◆ WHAT IS REQUIRED
Give the count of lines in the entries below that contain the string "blossom", and only that count.

---- RECORD EXTRACTS

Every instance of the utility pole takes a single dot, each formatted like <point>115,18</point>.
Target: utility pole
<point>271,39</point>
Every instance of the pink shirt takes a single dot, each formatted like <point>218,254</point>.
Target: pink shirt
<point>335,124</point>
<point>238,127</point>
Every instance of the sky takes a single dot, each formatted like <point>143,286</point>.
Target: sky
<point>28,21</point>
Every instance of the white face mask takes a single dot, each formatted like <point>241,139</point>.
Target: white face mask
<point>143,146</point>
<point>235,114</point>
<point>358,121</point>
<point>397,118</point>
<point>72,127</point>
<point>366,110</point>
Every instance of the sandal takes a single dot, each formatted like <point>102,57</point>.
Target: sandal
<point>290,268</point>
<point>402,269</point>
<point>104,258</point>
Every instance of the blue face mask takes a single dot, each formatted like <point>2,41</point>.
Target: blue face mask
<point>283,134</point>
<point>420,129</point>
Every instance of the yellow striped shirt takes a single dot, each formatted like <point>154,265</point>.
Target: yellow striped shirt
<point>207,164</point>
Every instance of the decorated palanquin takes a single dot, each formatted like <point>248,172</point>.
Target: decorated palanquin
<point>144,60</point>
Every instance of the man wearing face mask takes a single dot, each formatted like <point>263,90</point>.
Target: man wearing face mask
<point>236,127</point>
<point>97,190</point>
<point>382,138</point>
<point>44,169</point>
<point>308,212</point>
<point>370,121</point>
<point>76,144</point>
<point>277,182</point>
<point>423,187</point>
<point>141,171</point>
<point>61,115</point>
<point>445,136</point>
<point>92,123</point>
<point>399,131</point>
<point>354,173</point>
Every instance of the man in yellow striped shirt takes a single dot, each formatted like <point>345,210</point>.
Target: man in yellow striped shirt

--------
---- RECORD EXTRACTS

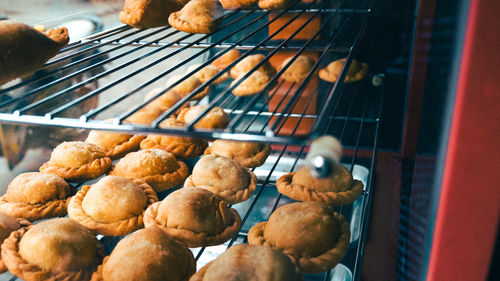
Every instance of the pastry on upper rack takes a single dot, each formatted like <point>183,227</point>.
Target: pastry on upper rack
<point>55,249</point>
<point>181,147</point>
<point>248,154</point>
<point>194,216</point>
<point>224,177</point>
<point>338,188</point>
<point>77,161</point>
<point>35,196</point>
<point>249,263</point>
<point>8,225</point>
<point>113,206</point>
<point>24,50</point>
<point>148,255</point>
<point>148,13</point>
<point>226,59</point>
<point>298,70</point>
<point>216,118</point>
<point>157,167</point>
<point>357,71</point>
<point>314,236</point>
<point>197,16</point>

--------
---- RECORD EXTRACTS

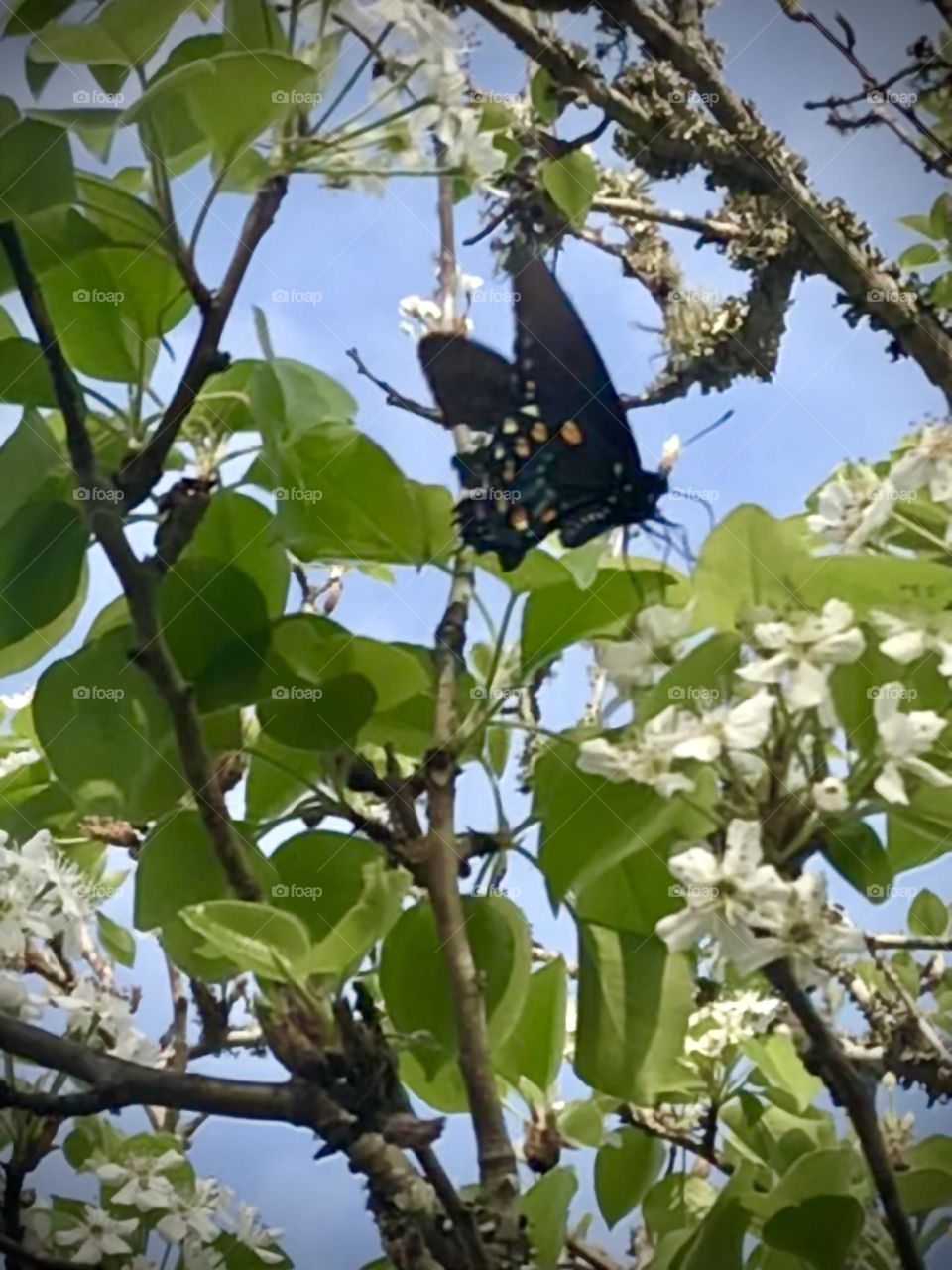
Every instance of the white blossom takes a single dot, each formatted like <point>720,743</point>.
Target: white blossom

--------

◆ OUTPUT BELOW
2